> WHAT YOU ARE ASKED TO DO: The answer is to be the data below, written out in full and exactly.

> SOURCE DATA:
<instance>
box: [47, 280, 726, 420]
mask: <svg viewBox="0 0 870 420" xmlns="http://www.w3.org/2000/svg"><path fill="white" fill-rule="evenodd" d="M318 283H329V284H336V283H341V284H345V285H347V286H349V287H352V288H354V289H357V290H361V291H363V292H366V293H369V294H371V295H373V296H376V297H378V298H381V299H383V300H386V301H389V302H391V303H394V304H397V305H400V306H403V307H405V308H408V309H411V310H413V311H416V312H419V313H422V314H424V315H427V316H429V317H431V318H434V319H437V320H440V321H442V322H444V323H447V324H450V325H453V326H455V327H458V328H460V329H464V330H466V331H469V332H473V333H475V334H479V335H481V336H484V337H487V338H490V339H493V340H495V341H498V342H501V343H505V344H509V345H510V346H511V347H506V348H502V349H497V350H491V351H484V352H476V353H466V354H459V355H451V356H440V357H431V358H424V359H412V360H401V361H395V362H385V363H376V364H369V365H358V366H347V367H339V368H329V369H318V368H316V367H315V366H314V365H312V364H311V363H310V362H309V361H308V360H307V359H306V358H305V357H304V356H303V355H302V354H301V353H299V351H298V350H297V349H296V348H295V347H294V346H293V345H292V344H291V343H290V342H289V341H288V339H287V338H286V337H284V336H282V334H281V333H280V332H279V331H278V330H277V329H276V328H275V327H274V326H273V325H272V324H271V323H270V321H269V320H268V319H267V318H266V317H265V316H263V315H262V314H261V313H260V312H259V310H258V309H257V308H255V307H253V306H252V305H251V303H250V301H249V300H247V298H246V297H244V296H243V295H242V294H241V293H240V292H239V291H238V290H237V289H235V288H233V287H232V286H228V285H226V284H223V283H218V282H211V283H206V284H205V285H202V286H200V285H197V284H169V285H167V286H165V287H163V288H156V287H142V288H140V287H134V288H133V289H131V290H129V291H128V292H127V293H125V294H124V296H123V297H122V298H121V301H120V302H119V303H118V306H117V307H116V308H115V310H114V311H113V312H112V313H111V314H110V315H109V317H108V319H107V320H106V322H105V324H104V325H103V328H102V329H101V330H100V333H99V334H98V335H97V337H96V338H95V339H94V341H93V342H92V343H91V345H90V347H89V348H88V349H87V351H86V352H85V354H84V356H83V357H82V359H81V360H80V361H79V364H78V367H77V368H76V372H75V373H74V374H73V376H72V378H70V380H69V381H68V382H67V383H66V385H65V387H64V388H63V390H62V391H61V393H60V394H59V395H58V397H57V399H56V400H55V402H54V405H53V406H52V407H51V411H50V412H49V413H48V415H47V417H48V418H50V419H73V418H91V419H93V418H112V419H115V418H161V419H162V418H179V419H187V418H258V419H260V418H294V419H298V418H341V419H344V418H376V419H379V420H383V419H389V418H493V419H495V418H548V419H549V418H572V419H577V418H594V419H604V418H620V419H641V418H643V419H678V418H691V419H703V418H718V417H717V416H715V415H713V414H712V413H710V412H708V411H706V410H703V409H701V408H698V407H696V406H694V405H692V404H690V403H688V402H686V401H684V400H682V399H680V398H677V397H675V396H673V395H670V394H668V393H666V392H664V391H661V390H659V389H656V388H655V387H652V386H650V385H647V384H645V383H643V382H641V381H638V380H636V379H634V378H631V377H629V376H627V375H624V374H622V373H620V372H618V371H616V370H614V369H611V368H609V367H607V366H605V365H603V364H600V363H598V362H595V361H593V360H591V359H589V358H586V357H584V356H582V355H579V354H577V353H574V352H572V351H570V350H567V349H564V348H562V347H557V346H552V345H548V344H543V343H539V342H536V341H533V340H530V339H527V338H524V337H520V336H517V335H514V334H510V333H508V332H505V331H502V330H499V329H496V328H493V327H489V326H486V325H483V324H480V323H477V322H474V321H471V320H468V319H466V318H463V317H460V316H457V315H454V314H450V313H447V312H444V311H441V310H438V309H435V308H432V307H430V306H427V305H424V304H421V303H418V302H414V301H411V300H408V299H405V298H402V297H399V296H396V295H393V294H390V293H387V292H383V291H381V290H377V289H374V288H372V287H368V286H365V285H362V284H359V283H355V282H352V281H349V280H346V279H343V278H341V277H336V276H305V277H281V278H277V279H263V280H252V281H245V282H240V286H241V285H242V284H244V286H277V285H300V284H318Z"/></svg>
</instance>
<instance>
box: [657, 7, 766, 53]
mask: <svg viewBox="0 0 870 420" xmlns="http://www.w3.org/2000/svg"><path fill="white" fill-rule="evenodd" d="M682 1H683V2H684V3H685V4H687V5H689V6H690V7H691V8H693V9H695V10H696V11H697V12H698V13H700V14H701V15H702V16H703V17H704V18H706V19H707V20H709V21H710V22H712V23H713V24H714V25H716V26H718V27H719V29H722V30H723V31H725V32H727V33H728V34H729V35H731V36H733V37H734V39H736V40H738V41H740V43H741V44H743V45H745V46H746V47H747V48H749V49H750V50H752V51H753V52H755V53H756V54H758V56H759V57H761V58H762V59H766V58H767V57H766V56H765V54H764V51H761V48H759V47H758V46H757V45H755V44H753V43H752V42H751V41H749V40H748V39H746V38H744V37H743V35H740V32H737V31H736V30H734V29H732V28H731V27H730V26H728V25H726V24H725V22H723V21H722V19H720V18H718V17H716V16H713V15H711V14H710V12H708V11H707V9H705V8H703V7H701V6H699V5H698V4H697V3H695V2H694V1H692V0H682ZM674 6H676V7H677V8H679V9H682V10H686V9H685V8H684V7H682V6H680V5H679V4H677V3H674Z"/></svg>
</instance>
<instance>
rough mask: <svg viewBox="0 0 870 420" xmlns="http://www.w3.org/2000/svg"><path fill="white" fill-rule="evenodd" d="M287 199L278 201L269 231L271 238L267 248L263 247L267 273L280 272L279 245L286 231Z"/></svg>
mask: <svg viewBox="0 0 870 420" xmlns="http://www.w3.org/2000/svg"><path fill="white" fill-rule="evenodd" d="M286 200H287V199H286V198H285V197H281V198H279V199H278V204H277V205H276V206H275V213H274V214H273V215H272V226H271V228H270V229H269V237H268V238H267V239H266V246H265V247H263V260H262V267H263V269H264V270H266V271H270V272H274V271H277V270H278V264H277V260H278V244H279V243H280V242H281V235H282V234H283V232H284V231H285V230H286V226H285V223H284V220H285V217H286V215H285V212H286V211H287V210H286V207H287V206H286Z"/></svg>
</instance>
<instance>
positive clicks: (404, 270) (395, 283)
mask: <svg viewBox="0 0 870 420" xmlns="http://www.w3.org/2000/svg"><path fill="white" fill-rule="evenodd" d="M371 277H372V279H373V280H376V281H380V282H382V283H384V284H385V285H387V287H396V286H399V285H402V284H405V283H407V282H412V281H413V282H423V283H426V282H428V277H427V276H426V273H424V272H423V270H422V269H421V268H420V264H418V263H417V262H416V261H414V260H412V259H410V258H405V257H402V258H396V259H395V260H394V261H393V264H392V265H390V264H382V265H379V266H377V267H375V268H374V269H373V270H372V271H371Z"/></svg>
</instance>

> SOLUTION TO THIS PROBLEM:
<instance>
box: [47, 280, 726, 420]
mask: <svg viewBox="0 0 870 420" xmlns="http://www.w3.org/2000/svg"><path fill="white" fill-rule="evenodd" d="M318 283H329V284H336V283H341V284H345V285H347V286H349V287H352V288H354V289H357V290H361V291H363V292H366V293H369V294H371V295H373V296H376V297H378V298H381V299H383V300H386V301H389V302H391V303H394V304H397V305H400V306H403V307H405V308H408V309H411V310H413V311H416V312H419V313H422V314H424V315H427V316H429V317H431V318H434V319H437V320H440V321H442V322H444V323H447V324H450V325H453V326H455V327H458V328H460V329H464V330H466V331H469V332H473V333H475V334H479V335H481V336H484V337H487V338H490V339H493V340H495V341H498V342H501V343H505V344H509V345H510V346H511V347H506V348H502V349H497V350H491V351H484V352H476V353H466V354H459V355H451V356H440V357H431V358H424V359H412V360H401V361H395V362H385V363H376V364H369V365H358V366H347V367H339V368H329V369H318V368H316V367H315V366H314V365H312V364H311V363H310V362H309V361H308V360H307V359H306V358H305V357H304V356H303V355H302V354H301V353H299V351H298V350H297V349H296V348H295V347H294V346H293V345H292V344H291V343H290V342H289V341H288V339H287V338H286V337H284V336H282V334H281V333H280V332H279V331H278V330H277V329H276V328H275V327H274V326H273V325H272V324H271V323H270V321H269V320H268V319H267V318H266V317H265V316H263V315H262V314H261V313H260V312H259V310H258V309H257V308H255V307H253V306H252V305H251V303H250V301H249V300H247V298H246V297H244V296H243V295H242V294H241V293H240V292H239V291H238V290H237V289H235V288H233V287H232V286H228V285H226V284H223V283H218V282H211V283H206V284H205V285H202V286H200V285H197V284H169V285H167V286H165V287H163V288H156V287H142V288H140V287H134V288H133V289H131V290H129V291H128V292H127V293H125V294H124V296H123V297H122V298H121V301H120V302H119V303H118V306H117V307H116V308H115V310H114V311H113V312H112V313H111V314H110V315H109V317H108V319H107V320H106V322H105V324H104V325H103V328H102V329H101V330H100V333H99V334H98V335H97V337H96V338H95V339H94V341H93V342H92V343H91V345H90V347H89V348H88V349H87V351H86V352H85V354H84V356H83V357H82V359H81V360H80V361H79V364H78V367H77V368H76V372H75V373H74V374H73V376H72V378H70V380H69V381H68V382H67V383H66V385H65V387H64V388H63V390H62V391H61V393H60V394H59V395H58V397H57V399H56V400H55V402H54V405H53V406H52V407H51V411H50V412H49V413H48V415H47V417H48V418H50V419H73V418H91V419H93V418H112V419H115V418H161V419H162V418H179V419H187V418H258V419H260V418H294V419H298V418H341V419H344V418H376V419H379V420H383V419H389V418H493V419H495V418H548V419H549V418H572V419H577V418H594V419H604V418H620V419H641V418H643V419H678V418H691V419H703V418H718V417H717V416H715V415H713V414H712V413H710V412H708V411H706V410H703V409H701V408H698V407H696V406H694V405H692V404H690V403H688V402H686V401H684V400H682V399H680V398H677V397H675V396H673V395H670V394H668V393H666V392H664V391H661V390H659V389H656V388H655V387H652V386H650V385H647V384H645V383H643V382H641V381H638V380H636V379H634V378H631V377H629V376H627V375H624V374H622V373H620V372H618V371H616V370H614V369H611V368H609V367H607V366H605V365H603V364H600V363H598V362H595V361H593V360H591V359H589V358H586V357H584V356H582V355H579V354H577V353H574V352H572V351H570V350H567V349H564V348H562V347H557V346H552V345H548V344H543V343H539V342H536V341H533V340H530V339H527V338H524V337H520V336H517V335H514V334H510V333H508V332H505V331H502V330H499V329H496V328H493V327H489V326H486V325H483V324H480V323H477V322H474V321H471V320H468V319H466V318H463V317H460V316H457V315H454V314H450V313H447V312H444V311H441V310H438V309H435V308H432V307H430V306H427V305H424V304H421V303H418V302H414V301H411V300H408V299H405V298H402V297H399V296H396V295H393V294H390V293H387V292H383V291H381V290H377V289H374V288H372V287H368V286H365V285H362V284H359V283H355V282H352V281H349V280H346V279H343V278H341V277H336V276H305V277H281V278H277V279H263V280H252V281H245V282H240V286H241V285H242V284H244V286H277V285H300V284H318Z"/></svg>
</instance>
<instance>
box: [657, 7, 766, 53]
mask: <svg viewBox="0 0 870 420" xmlns="http://www.w3.org/2000/svg"><path fill="white" fill-rule="evenodd" d="M682 1H683V2H684V3H685V4H687V5H689V6H690V7H691V8H693V9H695V10H696V11H697V12H698V13H700V14H701V15H702V16H703V17H704V18H706V19H707V20H709V21H710V22H712V23H713V24H714V25H716V26H718V27H719V29H722V30H723V31H725V32H727V33H728V34H729V35H731V36H733V37H734V39H736V40H738V41H740V43H741V44H743V45H745V46H746V47H747V48H749V49H750V50H752V51H753V52H755V53H756V54H758V56H759V57H761V58H762V59H766V58H767V57H766V56H765V54H764V51H761V48H759V47H758V46H757V45H755V44H753V43H752V42H751V41H749V40H748V39H746V38H744V37H743V35H740V32H737V31H736V30H734V29H732V28H731V27H730V26H728V25H726V24H725V22H723V21H722V19H720V18H718V17H716V16H713V15H711V14H710V12H708V11H707V9H705V8H703V7H701V6H699V5H698V4H697V3H695V2H694V1H692V0H682ZM674 6H676V7H677V8H679V9H682V10H686V9H685V8H684V7H682V6H680V5H679V4H677V3H674Z"/></svg>
</instance>
<instance>
rough mask: <svg viewBox="0 0 870 420" xmlns="http://www.w3.org/2000/svg"><path fill="white" fill-rule="evenodd" d="M287 199L278 201L269 231L271 238L267 248L263 247L267 273L280 272L279 245L286 231Z"/></svg>
mask: <svg viewBox="0 0 870 420" xmlns="http://www.w3.org/2000/svg"><path fill="white" fill-rule="evenodd" d="M286 200H287V199H286V198H285V197H281V198H279V199H278V204H277V205H276V206H275V213H274V214H273V215H272V226H271V228H270V229H269V237H268V238H267V239H266V246H265V247H263V260H262V267H263V269H264V270H266V271H270V272H274V271H277V270H278V264H277V260H278V244H279V243H280V242H281V235H282V234H283V232H284V231H285V230H286V226H285V223H284V220H285V217H286V215H285V212H286V211H287V210H286V207H287V206H286Z"/></svg>
</instance>
<instance>
positive clicks: (404, 270) (395, 283)
mask: <svg viewBox="0 0 870 420" xmlns="http://www.w3.org/2000/svg"><path fill="white" fill-rule="evenodd" d="M371 277H372V279H373V280H376V281H380V282H382V283H384V284H385V285H387V287H396V286H399V285H402V284H405V283H407V282H412V281H413V282H423V283H426V282H428V277H427V276H426V273H424V272H423V270H422V269H421V268H420V264H418V263H417V262H416V261H414V260H412V259H410V258H405V257H402V258H396V259H395V260H394V261H393V264H392V265H390V264H382V265H379V266H377V267H375V268H374V269H373V270H372V271H371Z"/></svg>
</instance>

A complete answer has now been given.